Text to read:
----

1

I am trying to decode an UTF-32 encoded string, stored as uint[] into a string type.

For this I want to use System.Text.Encoding.UTF32.GetString method. However overloads of this function take either Byte[] or Byte*. I don't mind using unsafe in this particular case (however coming from C, I am not aware of the consequences of doing so)

I figured out a way to do this by copying an entire array to another of type byte[] either directly or indirectly. In this question I would only like to know whether it is possible to convert uint[] to byte[] (or to byte*, if can't convert to byte[]) without copying.

0

2 Answers 2

3

If possible, you should absolutely use the span approaches on this same question by canton7, here.

This answer is just to complete some information from the question, specifically:

I don't mind using unsafe in this particular case (however coming from C, I am not aware of the consequences of doing so)

The main time this information is relevant is for when:

  • spans aren't available in your target platform (or can't be used with the API you're consuming)
  • you're talking to unmanaged libraries via P/Invoke

Just to add some terminology: byte* is an unmanaged pointer ("unsafe"), and ref byte is a managed pointer ("safe", relatively speaking). Spans are basically "managed pointers, plus a length"; so: a Span<byte> (or ReadOnlySpan<byte>) is broadly comparable (in unmanaged land) to a pair of byte* and int (length). The huge difference is that the garbage collector understands managed pointers (including tracking what they touch, and fixing them if it decides to move memory around), and does not even look at unmanaged pointers (they are just opaque native integers) - so: keeping everything managed avoids a lot of problems.

As a consequence, if you obtain the unmanaged pointer to data, it is your job to make sure that the data can't possibly get moved while you're using it, which would make your pointer invalid. To do this, you usually use the fixed keyword, i.e. (in an unsafe block):

uint[] data = ...
fixed (uint* u32ptr = data)
{
    // we can coerce pointers:
    byte* bptr = (byte*)u32ptr;

    // TODO: and now we can use that byte* (along with data.Length * sizeof(uint))

----

Data excerpts:

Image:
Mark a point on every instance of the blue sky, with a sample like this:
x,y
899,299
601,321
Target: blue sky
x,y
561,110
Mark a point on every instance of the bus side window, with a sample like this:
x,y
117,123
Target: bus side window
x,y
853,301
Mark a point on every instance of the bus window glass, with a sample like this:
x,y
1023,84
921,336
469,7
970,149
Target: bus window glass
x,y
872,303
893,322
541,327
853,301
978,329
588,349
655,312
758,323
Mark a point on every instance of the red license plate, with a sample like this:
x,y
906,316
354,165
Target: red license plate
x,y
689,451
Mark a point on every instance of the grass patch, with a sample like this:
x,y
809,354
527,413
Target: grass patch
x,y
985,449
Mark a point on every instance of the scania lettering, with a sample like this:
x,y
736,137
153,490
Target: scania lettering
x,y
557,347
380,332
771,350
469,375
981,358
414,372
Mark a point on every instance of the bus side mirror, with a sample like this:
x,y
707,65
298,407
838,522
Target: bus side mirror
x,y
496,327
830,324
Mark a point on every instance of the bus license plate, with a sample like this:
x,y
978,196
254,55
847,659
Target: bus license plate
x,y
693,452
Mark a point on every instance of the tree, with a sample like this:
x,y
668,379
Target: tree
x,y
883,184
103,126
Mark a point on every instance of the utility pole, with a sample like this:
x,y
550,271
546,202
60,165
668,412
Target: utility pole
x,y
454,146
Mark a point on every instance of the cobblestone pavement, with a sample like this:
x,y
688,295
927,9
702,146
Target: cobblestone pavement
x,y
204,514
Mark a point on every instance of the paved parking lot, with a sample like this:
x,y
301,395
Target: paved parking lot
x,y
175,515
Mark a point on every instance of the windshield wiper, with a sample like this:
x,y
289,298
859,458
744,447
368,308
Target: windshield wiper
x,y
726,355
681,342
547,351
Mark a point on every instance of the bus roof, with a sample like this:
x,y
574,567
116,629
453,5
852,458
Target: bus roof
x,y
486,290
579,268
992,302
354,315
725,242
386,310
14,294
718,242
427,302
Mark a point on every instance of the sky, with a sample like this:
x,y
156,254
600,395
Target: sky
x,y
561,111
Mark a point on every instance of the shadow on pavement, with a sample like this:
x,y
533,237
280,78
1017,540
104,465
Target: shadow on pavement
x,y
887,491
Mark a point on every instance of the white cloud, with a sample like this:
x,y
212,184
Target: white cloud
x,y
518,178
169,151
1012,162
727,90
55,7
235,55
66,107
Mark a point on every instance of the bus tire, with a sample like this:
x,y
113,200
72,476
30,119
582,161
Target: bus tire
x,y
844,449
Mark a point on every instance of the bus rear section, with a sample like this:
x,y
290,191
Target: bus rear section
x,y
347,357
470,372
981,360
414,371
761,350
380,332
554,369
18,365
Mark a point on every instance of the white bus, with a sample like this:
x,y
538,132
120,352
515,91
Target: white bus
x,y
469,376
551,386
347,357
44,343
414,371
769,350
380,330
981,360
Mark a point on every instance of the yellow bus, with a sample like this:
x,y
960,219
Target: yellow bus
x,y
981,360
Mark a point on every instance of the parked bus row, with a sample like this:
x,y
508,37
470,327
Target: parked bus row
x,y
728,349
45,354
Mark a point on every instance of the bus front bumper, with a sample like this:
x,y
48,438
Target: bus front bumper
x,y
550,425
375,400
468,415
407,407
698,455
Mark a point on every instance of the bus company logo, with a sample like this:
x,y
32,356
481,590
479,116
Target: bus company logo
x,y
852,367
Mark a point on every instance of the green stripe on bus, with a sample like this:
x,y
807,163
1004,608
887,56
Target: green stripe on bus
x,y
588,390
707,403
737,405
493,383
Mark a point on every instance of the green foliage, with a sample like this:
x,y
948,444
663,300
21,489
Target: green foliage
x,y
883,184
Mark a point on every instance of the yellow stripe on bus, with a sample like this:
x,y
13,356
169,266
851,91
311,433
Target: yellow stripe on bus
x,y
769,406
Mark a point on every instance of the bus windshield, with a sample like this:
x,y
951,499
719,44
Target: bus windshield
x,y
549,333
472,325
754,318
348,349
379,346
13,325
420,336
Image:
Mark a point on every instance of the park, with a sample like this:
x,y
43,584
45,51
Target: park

----

Aim: Extend the forum thread on turning a uint[] into a byte[] without copying, starting right after its final line.

Answer to this task:
    // to pass to e.g. Encoding methods
    return Encoding.UTF32.GetString(bptr, data.Length * sizeof(uint));
}

The important thing is not to store such a pointer (u32ptr or bptr here) in such a way that it could escape the fixed block. Storing it on a field, for example. As long as you don't do that, you're fine: the garbage collector knows how to interpret fixed, and knows that it can't move data while the thread is inside that region; fixed is a very low cost way of temporarily pinning data. There is a second way, used for longer running requirements - usually because you're handing managed memory to an unmanaged API that then holds the pointer as a field for longer than the P/Invoke call(s) that you might use inside a fixed region - GCHandle with a type of GCHandleType.Pinned - but that should be avoided usually.

Sign up to request clarification or add additional context in comments.

Comments

3

If you're using .NET Core 2.1+ / .NET Standard 2.1+, you can use MemoryMarshal.AsBytes to get a Span<byte> over your array, then there's an Encoding.GetString overload which takes a ReadOnlySpan<byte>.

Span<byte> bytes = MemoryMarshal.AsBytes(uintArray.AsSpan());
string str = Encoding.UTF32.GetString(bytes);

As I'm sure you're aware, make sure that the endianness of your machine matches the endianness of the UTF32Encoding instance you're using! E.g.

var encoding = new UTF32Encoding(bigEndian: !BitConverter.IsLittleEndian, byteOrderMark: false);

5 Comments

Span<T> is only available in .NET Framework >= 5.0, which I don't have and I don't want to push on users, which I'm expecting to have .NET Framework >= 4.0
Span<T> is also available in .NET Core 2.1+ / .NET Standard 2.1+ -- still beyond the reach of .NET Framework, but still 3 years old! (Note that it's ".NET 5" -- ".NET Framework" is the legacy runtime, and stopped at version 4.8)
@canton7 Span<T> might be available, but Encoding lacks the useful methods, meaning: you end up having to use fixed on the span. NetFX does not implement netstandard2.1 and never will - only netstandard2.0, and even that is a huge hack. I totally agree that this is the right approach whenever available, though.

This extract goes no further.